> **Text section**:
**********

Sometimes people make well-meaning statements when they are trying to comfort others about things which they have no personal experience. Fortunately, and somehow, as a young pastor I knew not to say, “I know how you feel” unless I had been through what the other person was going through. It’s Pastoring 101.
I now know how you feel if you’re someone who has lost their momma.
My mom, Melba Ruth Graham, went home to be with the Lord on Aug. 21 after a long battle with Parkinson’s disease and related illnesses. Even though our family knew her home going was inevitable, it knocked my world off its axis when it actually happened. I’m still adjusting. I’m sure I’ll be adjusting for some time to come.
My mom was incredible. She was strong, and strong-willed, and my brother, sister and I needed her to be. She was driven, successful, sarcastic, engaging, plainspoken, loving, loved beautiful sunsets, and so much more. My mom wasn’t perfect, but she was authentic in every way.
Those first hours after her passing were surreal, experiencing for the first time what it is like to be without my mom. We were at mom’s house and I was walking my little sister and brother-in-law to their car. “I feel like I’ve landed in a strange country not knowing the language,” I said. A dear pastor friend described it best when he said it really doesn’t matter how old you really are, “You’re just 9 years old when your mother dies.” It’s devastating.

**********

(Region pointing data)
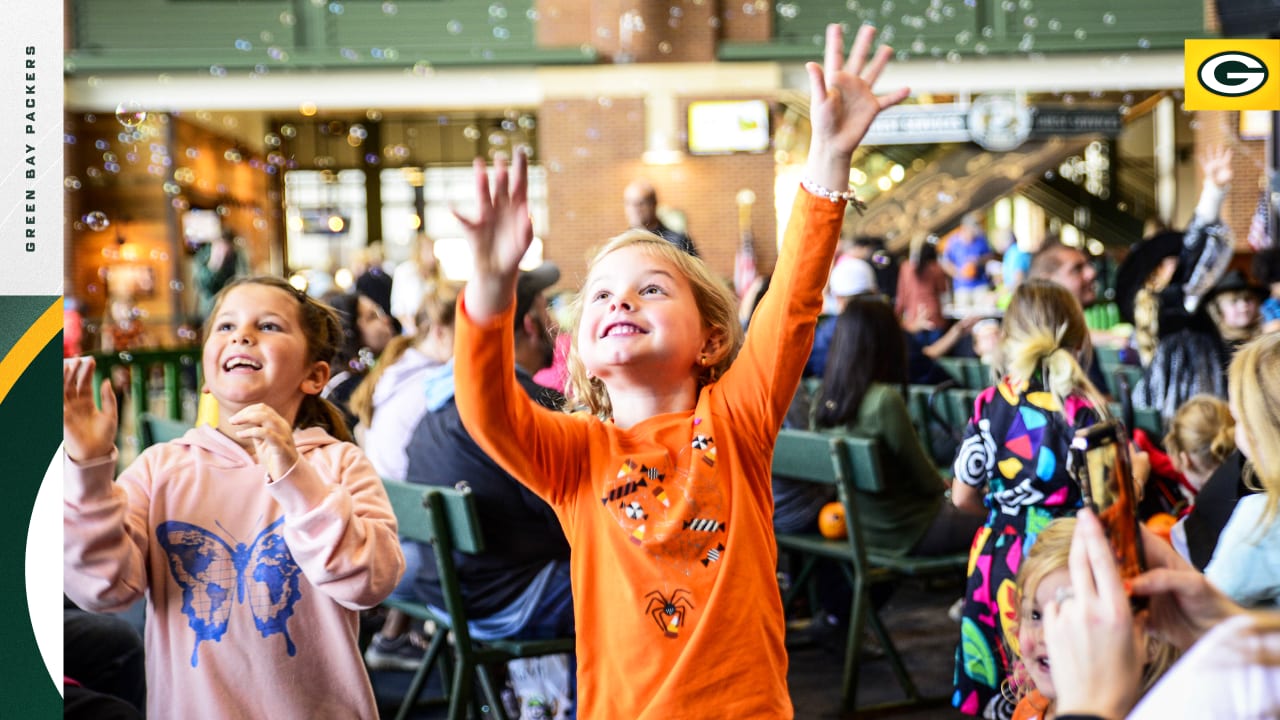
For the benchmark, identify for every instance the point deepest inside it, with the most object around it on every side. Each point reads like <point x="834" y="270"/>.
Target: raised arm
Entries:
<point x="499" y="235"/>
<point x="521" y="436"/>
<point x="842" y="105"/>
<point x="841" y="109"/>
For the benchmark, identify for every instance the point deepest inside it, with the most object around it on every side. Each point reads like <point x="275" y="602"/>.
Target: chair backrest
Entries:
<point x="446" y="518"/>
<point x="457" y="524"/>
<point x="824" y="459"/>
<point x="805" y="456"/>
<point x="864" y="464"/>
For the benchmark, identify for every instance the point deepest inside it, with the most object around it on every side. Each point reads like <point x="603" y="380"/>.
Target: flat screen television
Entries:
<point x="200" y="226"/>
<point x="720" y="127"/>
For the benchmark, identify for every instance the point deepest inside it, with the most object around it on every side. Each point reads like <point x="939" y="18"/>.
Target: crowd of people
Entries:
<point x="627" y="501"/>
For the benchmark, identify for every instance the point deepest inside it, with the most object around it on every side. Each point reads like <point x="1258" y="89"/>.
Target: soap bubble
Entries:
<point x="131" y="114"/>
<point x="96" y="220"/>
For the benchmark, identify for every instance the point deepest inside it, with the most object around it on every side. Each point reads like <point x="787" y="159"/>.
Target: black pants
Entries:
<point x="104" y="654"/>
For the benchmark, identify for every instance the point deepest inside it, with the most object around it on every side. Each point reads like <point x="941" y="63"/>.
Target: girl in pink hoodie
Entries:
<point x="256" y="542"/>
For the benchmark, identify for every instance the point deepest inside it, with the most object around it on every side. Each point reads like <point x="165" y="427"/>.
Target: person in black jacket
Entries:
<point x="520" y="586"/>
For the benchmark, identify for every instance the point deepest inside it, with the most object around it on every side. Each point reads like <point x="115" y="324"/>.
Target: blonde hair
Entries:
<point x="716" y="305"/>
<point x="1203" y="429"/>
<point x="1253" y="386"/>
<point x="1048" y="554"/>
<point x="1042" y="333"/>
<point x="437" y="310"/>
<point x="1146" y="324"/>
<point x="1229" y="333"/>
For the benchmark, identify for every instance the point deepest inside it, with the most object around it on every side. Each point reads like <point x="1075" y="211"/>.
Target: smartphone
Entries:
<point x="1100" y="463"/>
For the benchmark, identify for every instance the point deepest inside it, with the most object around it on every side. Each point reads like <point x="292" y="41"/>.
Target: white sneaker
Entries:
<point x="398" y="654"/>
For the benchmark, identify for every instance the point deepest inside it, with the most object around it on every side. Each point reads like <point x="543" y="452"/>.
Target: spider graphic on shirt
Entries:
<point x="668" y="613"/>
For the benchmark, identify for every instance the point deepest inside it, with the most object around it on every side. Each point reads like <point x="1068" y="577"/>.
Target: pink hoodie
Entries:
<point x="254" y="586"/>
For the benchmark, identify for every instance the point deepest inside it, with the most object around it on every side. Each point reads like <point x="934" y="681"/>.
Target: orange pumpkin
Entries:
<point x="1161" y="524"/>
<point x="831" y="522"/>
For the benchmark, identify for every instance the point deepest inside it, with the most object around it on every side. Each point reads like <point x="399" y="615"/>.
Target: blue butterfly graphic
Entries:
<point x="205" y="566"/>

**********

> **Task instructions**:
#1 Summarize the reflection on losing a mother in two sentences.
#2 Translate this sentence from the reflection on losing a mother into Spanish: "My mom wasn’t perfect, but she was authentic in every way."
The records come from a different source than the text.

> **Exercise solutions**:
#1 The writer, a pastor, now knows how it feels to lose a mother after Melba Ruth Graham died on Aug. 21 following a long battle with Parkinson's disease and related illnesses. Although the family knew her death was inevitable, it knocked the writer's world off its axis, and the first hours without her felt surreal and devastating.

#2 Mi mamá no era perfecta, pero era auténtica en todos los sentidos.